Source extract:
Spark Under the Hood: randomSplit() and sample() Inner Workings

Published in

Udemy Tech Blog

6 min readApr 30, 2020

I recently joined the Recommendations Team at Udemy as a data scientist and am learning a lot about data platforms and tools. Udemy has millions of users, and there is a diverse range of big data, including course consumptions, enrollments, reviews, page interactions, and more. The goal of our team is to utilize this data and cutting edge approaches to provide quality recommendations to our users. My first project was to work on improving Matrix Factorization based recommendations and I had to learn PySpark, the Apache Spark Python API for big data processing. After taking a few Udemy courses I was ready to go 😉.

Initially, I must admit I was treating most functions as a black box and using them like I would use Python functions. Then I started encountering unexpected behavior after using the randomSplit() method, like seeing duplicate or disappearing rows and unexpected results from joins. This led me to examine how randomSplit() works and what was causing anomalies. While doing so, I also noticed other unexpected behavior such as sample() resulting in different samples despite being applied on the same data frame and using the same seed. These behaviors showed me the importance of understanding implementations in Spark. In this article, I summarize my findings, first by discussing the inconsistencies I encountered, then explaining the randomSplit() implementation, and finally outlining methods to avoid these issues.

Inconsistencies Encountered

Despite using the same seed, the splits from randomSplit() had non-deterministic behavior; inconsistencies weren’t happening on every run and subsequent runs produced different behavior. I’ll show an example of code in Apache Zeppelin to illustrate this. The sum of the number of data points in my splits differed from the total number of data points I originally had. See Figure 1 for an example where splits were causing varying amounts of data points to disappear and a subsequent run resulted in a valid split. Note that Spark re-evaluates transformations internally for every action statement. In other words, every time count() is called, Spark is applying randomSplit() again.

Figure 1: Example where randomSplit() resulted in splits with missing values and a subsequent run resulted in a valid split. Splits display non-deterministic behavior.

After researching the implementation of randomSplit(), I found that it relies on sorting within partitions and sampling, so I investigated the sample() method as well. Looking at Figure 2, you can see that sampling, despite using the same seed, may result in different samples.

Figure 2: Example of inconsistencies with sample()

Excerpted records:
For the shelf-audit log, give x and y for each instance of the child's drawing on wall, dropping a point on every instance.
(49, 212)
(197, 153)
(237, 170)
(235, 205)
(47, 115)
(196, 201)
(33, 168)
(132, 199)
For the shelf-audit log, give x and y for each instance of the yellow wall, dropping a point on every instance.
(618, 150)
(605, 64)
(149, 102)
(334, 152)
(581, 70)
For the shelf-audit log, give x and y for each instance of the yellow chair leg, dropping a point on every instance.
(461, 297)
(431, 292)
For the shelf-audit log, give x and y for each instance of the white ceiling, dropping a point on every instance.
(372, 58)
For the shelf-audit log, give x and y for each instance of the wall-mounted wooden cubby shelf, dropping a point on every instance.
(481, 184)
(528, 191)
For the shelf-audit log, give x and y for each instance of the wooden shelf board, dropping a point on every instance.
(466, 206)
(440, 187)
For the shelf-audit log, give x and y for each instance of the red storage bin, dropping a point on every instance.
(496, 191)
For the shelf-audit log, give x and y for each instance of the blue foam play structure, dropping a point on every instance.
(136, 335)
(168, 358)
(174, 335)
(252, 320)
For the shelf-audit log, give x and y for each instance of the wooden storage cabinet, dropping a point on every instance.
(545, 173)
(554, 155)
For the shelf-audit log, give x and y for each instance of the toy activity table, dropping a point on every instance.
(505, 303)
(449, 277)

Prompt 1:
In the Spark article, condense the paragraph beginning "Despite using the same seed" into a short bulleted list that keeps its main facts.
Prompt 2:
Write the next part of the Spark article on randomSplit() and sample(), starting right after the caption for Figure 2.

Expected answer 1:
- Even with the same seed, randomSplit() produced non-deterministic splits. The problems did not appear on every run, and later runs behaved differently.
- A code example in Apache Zeppelin shows the split sizes not adding up to the original number of data points.
- Figure 1 shows splits losing varying numbers of data points, followed by a run that gives a valid split.
- Spark re-evaluates transformations for every action, so each call to count() applies randomSplit() again.

Expected answer 2:
The non-deterministic results of these methods may also have other repercussions. As I mentioned, Spark is constantly re-fetching data frames behind the scenes in accordance with the transformations and actions you’ve specified. So having a different data frame change upon refetch is problematic. In my case, there were unexpected results from cross joins. For example, a user existed in a data frame and upon cross joining with another data frame, the user’s data would disappear. This is because Spark internally re-computes the splits with each action. So initially when I was checking for the user, it was in one of the splits, but after calling another action statement after the cross join, the user was not in the split and in fact had disappeared.

These anomalies may have to do with the underlying data source of the data frame, in my case I was using a SQL query to load the data from a Hive database. Though, I saw unanswered posts on StackOverflow and issues reported in Jira where others were experiencing issues with randomSplit() with other underlying data sources. I will continue by explaining the implementation of randomSplit() to guide us in understanding what was causing these anomalies.

Spark Implementation of randomSplit()

Signature Function

The signature function of randomSplit() includes a weight list and a seed specification. The weight list is to specify the number of splits and percentage (approximate) in each and the seed is for reproducibility. The ratio is approximate due to the nature of how it is calculated.

For example, the following code in Figure 3 would split df into two data frames, train_df being 80% and test_df being 20% of the original data frame. By using the same value for random seed, we are expecting that the same data points are in the same split if we were to re-run the script or Spark internally rebuilds the splits.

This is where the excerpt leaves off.